>>>>

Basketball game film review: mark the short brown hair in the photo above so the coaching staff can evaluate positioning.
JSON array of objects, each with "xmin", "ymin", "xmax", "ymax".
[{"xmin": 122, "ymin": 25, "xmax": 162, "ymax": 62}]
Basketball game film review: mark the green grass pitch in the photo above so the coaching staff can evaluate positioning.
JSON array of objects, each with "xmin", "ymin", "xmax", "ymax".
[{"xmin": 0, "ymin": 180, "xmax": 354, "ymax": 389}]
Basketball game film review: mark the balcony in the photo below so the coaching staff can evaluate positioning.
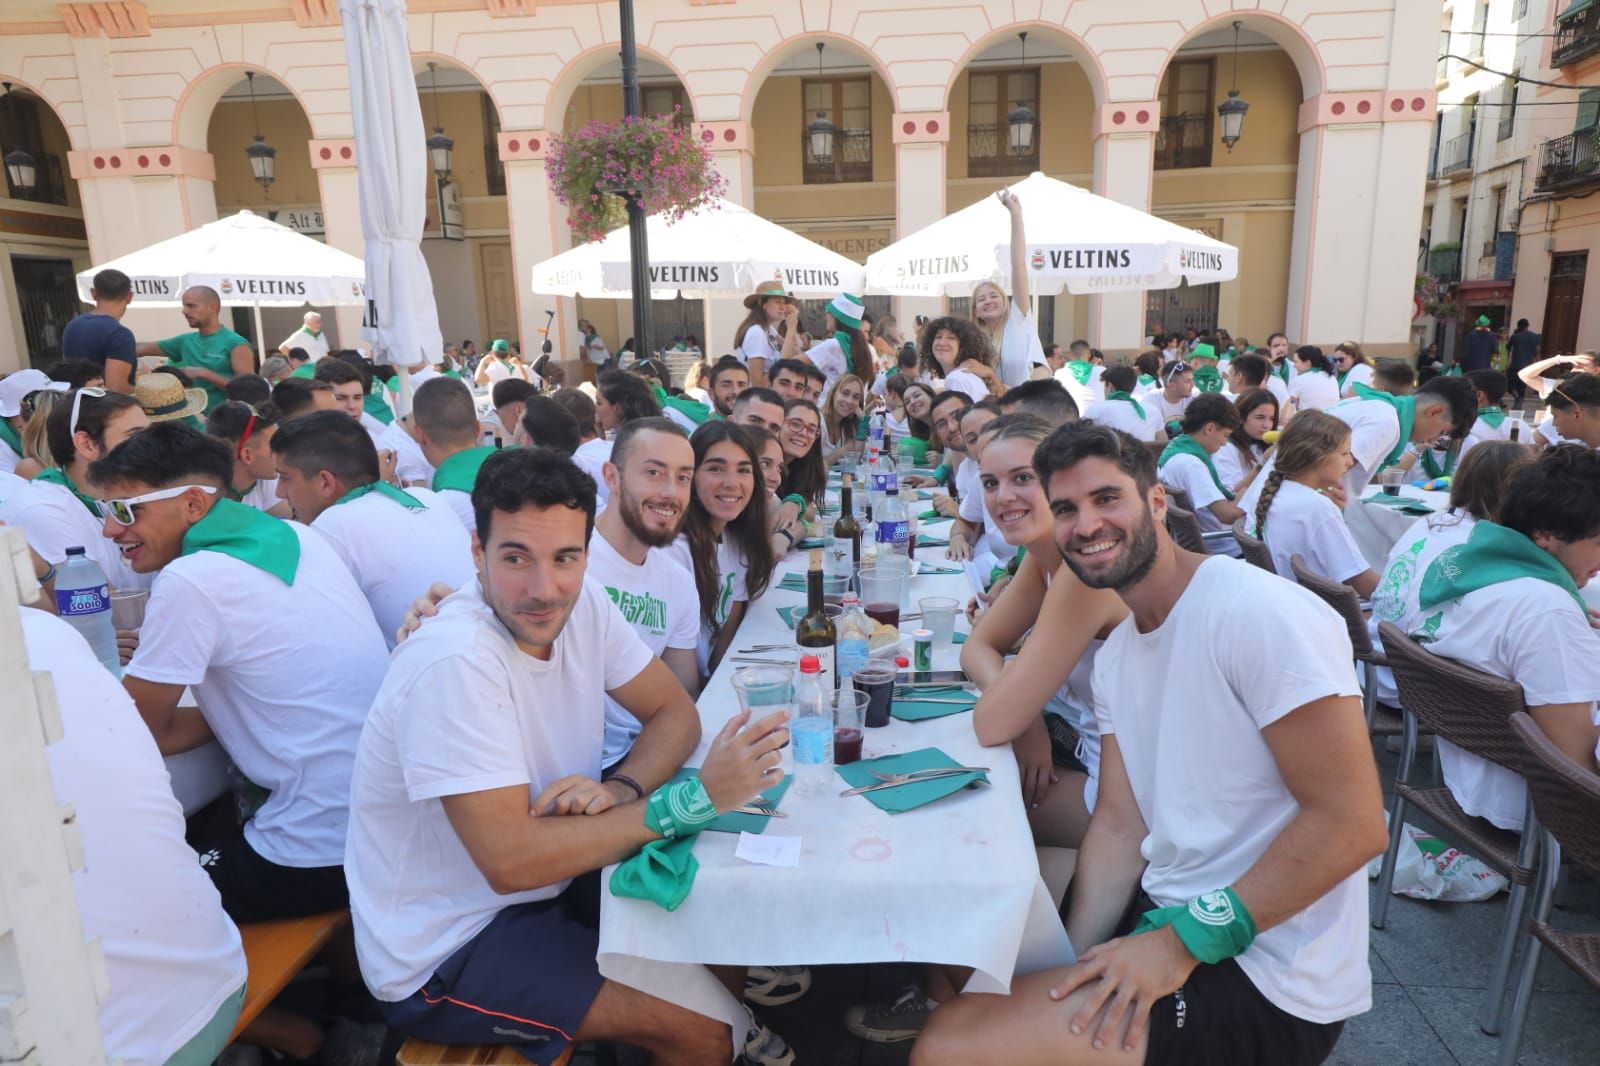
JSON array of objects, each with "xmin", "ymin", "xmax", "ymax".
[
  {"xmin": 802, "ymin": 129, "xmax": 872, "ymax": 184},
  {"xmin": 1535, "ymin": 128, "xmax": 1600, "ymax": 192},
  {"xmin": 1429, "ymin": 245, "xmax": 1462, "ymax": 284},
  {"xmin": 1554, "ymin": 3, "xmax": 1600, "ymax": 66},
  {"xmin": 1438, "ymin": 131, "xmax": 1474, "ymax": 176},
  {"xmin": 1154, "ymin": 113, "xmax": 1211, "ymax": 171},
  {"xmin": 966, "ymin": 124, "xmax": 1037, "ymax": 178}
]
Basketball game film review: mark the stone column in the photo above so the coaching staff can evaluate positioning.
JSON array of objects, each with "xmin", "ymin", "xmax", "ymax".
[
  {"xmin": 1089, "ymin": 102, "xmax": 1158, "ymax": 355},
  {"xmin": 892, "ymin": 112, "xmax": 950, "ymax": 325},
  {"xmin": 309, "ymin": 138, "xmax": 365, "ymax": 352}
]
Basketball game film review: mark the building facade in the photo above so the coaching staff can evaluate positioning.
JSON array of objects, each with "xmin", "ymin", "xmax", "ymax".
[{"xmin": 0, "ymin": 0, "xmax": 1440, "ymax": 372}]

<<<<

# WORK ITEM
What is needed here is an exact copy of all the entries, without the pictures.

# TASK ANSWER
Basketball game film review: mark the short brown hair in the photo above so the coaching staff can evaluate positioning.
JSON array of objects, each with "xmin", "ymin", "xmax", "ymax".
[{"xmin": 122, "ymin": 25, "xmax": 162, "ymax": 62}]
Basketball game film review: mark the green grass pitch in the photo above so the coaching staff can evaluate positioning.
JSON array of objects, each with "xmin", "ymin", "xmax", "ymax".
[{"xmin": 0, "ymin": 180, "xmax": 354, "ymax": 389}]
Basketball game film review: mark the balcony in the photo below so the coaching staff can evaluate positioning.
JSON array of objects, each with "xmin", "ymin", "xmax", "ymax".
[
  {"xmin": 802, "ymin": 129, "xmax": 872, "ymax": 184},
  {"xmin": 1535, "ymin": 128, "xmax": 1600, "ymax": 192},
  {"xmin": 1429, "ymin": 245, "xmax": 1462, "ymax": 284},
  {"xmin": 1554, "ymin": 3, "xmax": 1600, "ymax": 66},
  {"xmin": 1438, "ymin": 131, "xmax": 1474, "ymax": 176},
  {"xmin": 1154, "ymin": 113, "xmax": 1211, "ymax": 171},
  {"xmin": 966, "ymin": 124, "xmax": 1037, "ymax": 178}
]
Basketball game film review: mark the stone column in the photo above so the coaching staff can evaluate positioning.
JSON array of objects, each with "xmin", "ymin", "xmax", "ymax".
[
  {"xmin": 1089, "ymin": 102, "xmax": 1158, "ymax": 355},
  {"xmin": 892, "ymin": 112, "xmax": 950, "ymax": 325},
  {"xmin": 309, "ymin": 138, "xmax": 365, "ymax": 352}
]
Basketball game film review: mark the building facade in the photo above so the coaching staff can evaluate positioning.
JSON array of objects, each with "xmin", "ymin", "xmax", "ymax".
[{"xmin": 0, "ymin": 0, "xmax": 1440, "ymax": 372}]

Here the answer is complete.